▶ [What you should do]:
From top to bottom, return the records that follow exactly.

Start of Extracted material

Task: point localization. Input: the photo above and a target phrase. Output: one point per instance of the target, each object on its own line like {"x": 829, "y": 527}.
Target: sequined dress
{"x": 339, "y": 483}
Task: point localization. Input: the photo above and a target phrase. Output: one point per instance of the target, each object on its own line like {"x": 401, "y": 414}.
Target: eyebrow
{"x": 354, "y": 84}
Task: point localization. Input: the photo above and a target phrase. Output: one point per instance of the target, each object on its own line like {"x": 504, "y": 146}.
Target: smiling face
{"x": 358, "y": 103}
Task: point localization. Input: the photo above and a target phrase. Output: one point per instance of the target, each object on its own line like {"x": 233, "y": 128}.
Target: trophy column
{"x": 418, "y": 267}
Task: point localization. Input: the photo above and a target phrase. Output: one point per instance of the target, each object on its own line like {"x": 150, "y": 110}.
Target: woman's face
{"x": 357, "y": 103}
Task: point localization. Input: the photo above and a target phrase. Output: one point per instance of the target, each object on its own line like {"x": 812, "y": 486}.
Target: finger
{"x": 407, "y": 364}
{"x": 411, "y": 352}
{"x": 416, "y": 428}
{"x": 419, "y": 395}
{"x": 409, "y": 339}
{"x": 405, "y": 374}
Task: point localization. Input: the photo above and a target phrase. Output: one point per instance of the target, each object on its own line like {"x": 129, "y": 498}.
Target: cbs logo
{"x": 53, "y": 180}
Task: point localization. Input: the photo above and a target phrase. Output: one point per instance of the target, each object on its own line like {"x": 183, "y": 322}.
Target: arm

End of Extracted material

▶ [Task result]:
Task: point localization. Input: the photo above and a target phrase. Output: one point per instance of the target, each object on its own line like {"x": 829, "y": 527}.
Target: sequined dress
{"x": 339, "y": 483}
Task: point localization. Input: the photo above and a target phrase. Output: one point per instance of the target, each object on its own line like {"x": 401, "y": 414}.
Target: eyebrow
{"x": 354, "y": 84}
Task: point localization. Input: the photo above and a target phrase. Output: one point per instance of the target, each object on its own line like {"x": 504, "y": 146}.
Target: smiling face
{"x": 358, "y": 103}
Task: point localization. Input: the photo above and a target phrase. Output: one point per instance of the target, each object on its own line like {"x": 233, "y": 128}.
Target: trophy column
{"x": 418, "y": 267}
Task: point localization. Input: the photo above and a target phrase. Output: one point per instance of the target, each object on its own line like {"x": 150, "y": 110}.
Target: woman's face
{"x": 357, "y": 103}
Task: point localization. Input: the photo above and a target phrase. Output: one point per instance of the target, each object on its own line like {"x": 812, "y": 486}.
Target: finger
{"x": 407, "y": 364}
{"x": 411, "y": 352}
{"x": 416, "y": 428}
{"x": 419, "y": 395}
{"x": 409, "y": 339}
{"x": 405, "y": 374}
Task: point localization. Input: the photo above and a target phrase. Output: one point per instance of the target, each object on its own line like {"x": 129, "y": 498}.
Target: cbs logo
{"x": 53, "y": 180}
Task: point localization. Input: the photo above and a target phrase. Output: one point per instance of the target, each object on its own line like {"x": 183, "y": 322}.
Target: arm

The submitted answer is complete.